* **Set task**
Reproduce every line of the records below without any changes.

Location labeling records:
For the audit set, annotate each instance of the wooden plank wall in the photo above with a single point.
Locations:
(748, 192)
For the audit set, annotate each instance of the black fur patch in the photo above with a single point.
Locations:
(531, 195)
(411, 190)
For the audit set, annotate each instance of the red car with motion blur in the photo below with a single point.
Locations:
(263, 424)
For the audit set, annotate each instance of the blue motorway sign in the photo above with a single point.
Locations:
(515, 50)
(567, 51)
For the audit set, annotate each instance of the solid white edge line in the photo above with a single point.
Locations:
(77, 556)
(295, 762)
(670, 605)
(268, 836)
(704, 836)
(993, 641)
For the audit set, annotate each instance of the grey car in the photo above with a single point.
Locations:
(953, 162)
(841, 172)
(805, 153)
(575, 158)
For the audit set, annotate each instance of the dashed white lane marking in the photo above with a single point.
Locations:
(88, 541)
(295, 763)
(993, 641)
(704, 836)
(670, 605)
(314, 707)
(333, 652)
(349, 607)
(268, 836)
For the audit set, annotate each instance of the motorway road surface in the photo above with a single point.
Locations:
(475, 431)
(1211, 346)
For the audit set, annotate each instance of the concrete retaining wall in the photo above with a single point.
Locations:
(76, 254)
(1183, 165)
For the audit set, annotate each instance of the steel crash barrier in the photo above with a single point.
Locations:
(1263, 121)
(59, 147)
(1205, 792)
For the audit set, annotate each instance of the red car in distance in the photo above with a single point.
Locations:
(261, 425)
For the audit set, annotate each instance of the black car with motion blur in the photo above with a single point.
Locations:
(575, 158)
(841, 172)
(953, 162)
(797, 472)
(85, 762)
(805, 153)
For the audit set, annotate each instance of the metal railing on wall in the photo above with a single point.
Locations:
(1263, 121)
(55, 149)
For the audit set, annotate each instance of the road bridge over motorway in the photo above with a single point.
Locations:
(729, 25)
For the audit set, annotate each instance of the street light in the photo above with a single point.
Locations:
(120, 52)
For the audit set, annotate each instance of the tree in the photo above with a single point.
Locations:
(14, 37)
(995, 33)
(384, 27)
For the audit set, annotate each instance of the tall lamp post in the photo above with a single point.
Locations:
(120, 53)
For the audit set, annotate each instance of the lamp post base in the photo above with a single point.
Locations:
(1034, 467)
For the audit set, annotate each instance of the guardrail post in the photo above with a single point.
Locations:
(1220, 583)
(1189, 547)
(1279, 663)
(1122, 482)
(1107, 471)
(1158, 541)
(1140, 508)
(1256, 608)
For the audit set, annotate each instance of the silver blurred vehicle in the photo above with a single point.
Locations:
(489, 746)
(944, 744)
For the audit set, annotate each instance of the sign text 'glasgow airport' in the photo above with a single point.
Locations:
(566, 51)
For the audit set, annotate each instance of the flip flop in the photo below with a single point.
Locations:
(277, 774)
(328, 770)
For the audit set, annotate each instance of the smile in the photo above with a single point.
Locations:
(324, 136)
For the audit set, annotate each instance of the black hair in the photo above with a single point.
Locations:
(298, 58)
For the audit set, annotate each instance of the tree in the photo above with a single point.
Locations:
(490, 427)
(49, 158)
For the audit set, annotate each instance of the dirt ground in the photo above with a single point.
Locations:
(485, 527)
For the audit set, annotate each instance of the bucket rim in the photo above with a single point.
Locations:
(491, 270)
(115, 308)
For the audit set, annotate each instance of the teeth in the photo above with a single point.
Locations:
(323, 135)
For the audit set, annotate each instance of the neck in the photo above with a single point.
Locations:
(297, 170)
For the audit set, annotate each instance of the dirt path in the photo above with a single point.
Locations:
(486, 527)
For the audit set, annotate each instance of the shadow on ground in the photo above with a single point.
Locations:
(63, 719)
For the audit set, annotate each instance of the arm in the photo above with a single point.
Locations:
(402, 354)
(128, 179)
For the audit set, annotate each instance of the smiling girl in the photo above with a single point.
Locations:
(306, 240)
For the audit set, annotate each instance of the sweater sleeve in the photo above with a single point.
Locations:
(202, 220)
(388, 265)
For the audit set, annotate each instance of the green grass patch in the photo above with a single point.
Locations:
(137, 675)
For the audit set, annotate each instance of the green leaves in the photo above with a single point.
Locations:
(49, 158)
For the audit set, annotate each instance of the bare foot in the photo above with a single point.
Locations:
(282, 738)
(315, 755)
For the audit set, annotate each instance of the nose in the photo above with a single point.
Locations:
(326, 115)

* **Answer to this exercise**
For the audit set, annotate each instance of the wooden plank wall in the photo above with a single point.
Locations:
(748, 192)
For the audit set, annotate each instance of the black fur patch in the photo above with a single point.
Locations:
(531, 195)
(411, 190)
For the audit set, annotate each instance of the red car with motion blur in the photo below with a single point.
Locations:
(263, 424)
For the audit set, annotate each instance of the blue motorway sign in the photo above with a single point.
Locations:
(515, 50)
(567, 51)
For the audit set, annotate each instance of the solid white edge line in the photo above with a single point.
Locations:
(77, 556)
(295, 762)
(670, 605)
(268, 836)
(704, 836)
(993, 641)
For the audit set, annotate each instance of the grey car in the photo above with a single point.
Locations:
(953, 162)
(841, 172)
(805, 153)
(575, 158)
For the audit set, annotate each instance of the dashed white lane marking in the photo above with a single point.
Locations:
(88, 541)
(295, 763)
(993, 641)
(704, 836)
(670, 605)
(314, 707)
(333, 652)
(349, 607)
(268, 836)
For the audit set, annotate each instance of the motorway road surface in the photo above with a single point.
Locations:
(475, 431)
(1211, 346)
For the audit set, annotate each instance of the concrete retaining wall in the photo above with a single point.
Locations:
(76, 254)
(1183, 165)
For the audit set, annotate each instance of the steel crash barrier in the photo above with a single point.
Locations:
(1263, 121)
(59, 147)
(1205, 792)
For the audit set, annotate each instance of the red car in distance in the photo above with a single point.
Locations:
(261, 425)
For the audit set, annotate each instance of the black car with motion blur in the photo above with a single point.
Locations:
(575, 158)
(841, 172)
(953, 162)
(797, 472)
(85, 762)
(805, 153)
For the audit set, annotate each instance of the metal railing on wall in the photo above with a single point.
Locations:
(1263, 121)
(55, 149)
For the audit set, annotate each instance of the road bridge over motorway in the photo above with a single point.
Locations:
(729, 25)
For the audit set, annotate each instance of the street light in the photo above with a single point.
Locations:
(120, 52)
For the audit set, annotate each instance of the tree in the photo above with a single point.
Locations:
(14, 37)
(995, 33)
(384, 27)
For the audit set, annotate each instance of the tall lamp post in the photo above with a single point.
Locations:
(120, 53)
For the audit set, annotate each instance of the lamp post base in the photo above with a single point.
Locations:
(1034, 467)
For the audit set, annotate each instance of the guardrail post in the photo above with a single point.
Locations:
(1220, 583)
(1189, 547)
(1279, 663)
(1122, 482)
(1107, 471)
(1158, 541)
(1140, 508)
(1256, 608)
For the audit set, annotate each instance of the silver blurred vehicle in the photo above with a single point.
Locations:
(489, 746)
(944, 744)
For the audit set, annotate each instance of the sign text 'glasgow airport' in the photo above with a single point.
Locations:
(566, 51)
For the audit set, annotate each instance of the flip flop in the photo below with a single point.
Locations:
(277, 774)
(328, 770)
For the audit set, annotate each instance of the smile in the photo above with a single point.
Locations:
(324, 136)
For the audit set, annotate each instance of the black hair in the photo above with a single point.
Locations:
(298, 58)
For the audit set, annotate each instance of the tree in the photo above with a single point.
Locations:
(490, 427)
(49, 158)
For the audit set, annotate each instance of the dirt ground in the photo above with a single point.
Locations:
(485, 527)
For the audit set, annotate each instance of the bucket rim in the photo above with a single point.
Locations:
(491, 270)
(115, 308)
For the audit set, annotate each instance of the teeth in the photo above with a single point.
Locations:
(323, 135)
For the audit set, annotate each instance of the neck in the photo above with a single point.
Locations:
(297, 170)
For the audit set, annotate each instance of the dirt path in the photo above with a single point.
Locations:
(486, 527)
For the audit set, annotate each instance of the shadow on ground in the photo above with a single point.
Locations:
(63, 719)
For the audit set, annotate each instance of the arm in the photo above with a single point.
Locations:
(402, 354)
(128, 179)
For the audit set, annotate each instance of the smiling girl in the photo above with a single point.
Locations:
(306, 240)
For the audit set, annotate each instance of the sweater sleeve in the photo above with a single point.
Locations:
(202, 220)
(388, 265)
For the audit set, annotate each instance of the green grass patch in the photo above with a single point.
Locations:
(137, 675)
For the audit set, annotate each instance of the green leaves in the photo above with a single point.
Locations:
(49, 158)
For the audit set, annotate each instance of the bare foot in the photo above with a single point.
Locations:
(282, 738)
(315, 755)
For the audit set, annotate each instance of the nose in the photo above with a single point.
Locations:
(326, 115)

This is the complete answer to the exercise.